--- RECORDED INFORMATION Enclosed Below ---

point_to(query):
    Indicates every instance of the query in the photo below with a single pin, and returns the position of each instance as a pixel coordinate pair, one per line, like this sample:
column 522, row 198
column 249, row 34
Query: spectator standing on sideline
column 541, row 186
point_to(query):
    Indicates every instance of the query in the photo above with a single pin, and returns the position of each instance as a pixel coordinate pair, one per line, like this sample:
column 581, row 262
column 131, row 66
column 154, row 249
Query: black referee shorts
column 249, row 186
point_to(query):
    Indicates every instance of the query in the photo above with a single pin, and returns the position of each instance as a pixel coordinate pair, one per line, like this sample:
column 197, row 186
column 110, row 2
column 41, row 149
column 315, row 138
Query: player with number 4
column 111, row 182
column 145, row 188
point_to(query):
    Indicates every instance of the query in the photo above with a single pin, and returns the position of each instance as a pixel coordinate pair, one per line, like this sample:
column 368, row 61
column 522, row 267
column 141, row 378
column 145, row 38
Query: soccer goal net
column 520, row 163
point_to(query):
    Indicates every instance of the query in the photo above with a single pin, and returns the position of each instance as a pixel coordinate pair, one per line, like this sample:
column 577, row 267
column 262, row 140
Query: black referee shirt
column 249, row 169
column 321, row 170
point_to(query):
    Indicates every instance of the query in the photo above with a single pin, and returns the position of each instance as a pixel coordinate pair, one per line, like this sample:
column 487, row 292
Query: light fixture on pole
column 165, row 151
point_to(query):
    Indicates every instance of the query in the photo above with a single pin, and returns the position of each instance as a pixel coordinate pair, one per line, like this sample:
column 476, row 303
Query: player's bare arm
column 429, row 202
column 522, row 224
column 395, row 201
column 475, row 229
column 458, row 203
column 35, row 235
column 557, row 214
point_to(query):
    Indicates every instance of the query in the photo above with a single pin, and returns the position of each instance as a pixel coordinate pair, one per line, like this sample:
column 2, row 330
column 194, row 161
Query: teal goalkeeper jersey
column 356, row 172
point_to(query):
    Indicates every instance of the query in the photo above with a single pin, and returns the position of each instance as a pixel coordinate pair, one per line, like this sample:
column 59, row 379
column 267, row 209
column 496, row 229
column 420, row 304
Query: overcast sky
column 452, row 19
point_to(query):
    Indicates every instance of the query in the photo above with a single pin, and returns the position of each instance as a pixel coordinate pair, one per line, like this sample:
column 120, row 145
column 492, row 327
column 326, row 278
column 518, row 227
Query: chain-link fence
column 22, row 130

--- End of Enclosed RECORDED INFORMATION ---

■ TASK DESCRIPTION ■
Write out the complete listing above, exactly as it reads.

■ EXPECTED ANSWER ■
point_to(query):
    Indicates every instance of the query in the photo below with a single pin, and returns the position of each instance as a pixel coordinate pair, one per line, like this sample:
column 522, row 198
column 249, row 34
Query: spectator standing on sideline
column 541, row 186
point_to(query):
    Indicates every instance of the query in the photo above with a single pin, and returns the position of each instance as a pixel coordinate pair, one per line, like this sample:
column 581, row 262
column 131, row 66
column 154, row 249
Query: black referee shorts
column 249, row 186
point_to(query):
    Indicates every instance of the query in the photo above with a single pin, and returns the position of each instance as a pixel coordinate pair, one per line, like this sample:
column 197, row 186
column 110, row 2
column 41, row 149
column 315, row 138
Query: player with number 4
column 111, row 182
column 145, row 188
point_to(query):
    Indicates every instance of the query in the photo above with a single pin, and returns the position of each instance as a pixel coordinate pair, one per line, like this sample:
column 368, row 61
column 522, row 267
column 141, row 378
column 145, row 38
Query: soccer goal net
column 520, row 163
point_to(query):
    Indicates every instance of the query in the photo above with a single pin, and returns the position of each instance as a pixel coordinate pair, one per line, like this sample:
column 577, row 267
column 262, row 140
Query: black referee shirt
column 249, row 169
column 321, row 170
point_to(query):
    Indicates every instance of the query in the photo above with a single pin, and returns the position of each instance as a pixel coordinate pair, one per line, like this sample:
column 487, row 292
Query: light fixture on pole
column 165, row 151
point_to(query):
    Indicates every instance of the query in the photo above with a single pin, and returns the position of each instance as a pixel coordinate pair, one per line, like this sample:
column 476, row 303
Query: player's bare arm
column 429, row 202
column 522, row 224
column 395, row 201
column 475, row 229
column 458, row 203
column 35, row 235
column 557, row 214
point_to(query):
    Indicates every instance of the query in the photo above with a single pin, and returns the position of each instance as a pixel coordinate pair, one per line, like this sample:
column 2, row 330
column 194, row 161
Query: teal goalkeeper jersey
column 356, row 172
point_to(query):
    Indicates every instance of the query in the photo above with a single pin, and returns the position of each instance as a pixel coordinate pair, one per line, like this sample:
column 59, row 379
column 267, row 209
column 496, row 229
column 420, row 304
Query: overcast sky
column 452, row 19
point_to(query):
    Indicates every instance of the query in the photo above with a single pin, and returns the position of each instance as a pixel coordinate pair, one per line, like this sample:
column 120, row 145
column 492, row 327
column 326, row 278
column 518, row 227
Query: chain-link fence
column 22, row 130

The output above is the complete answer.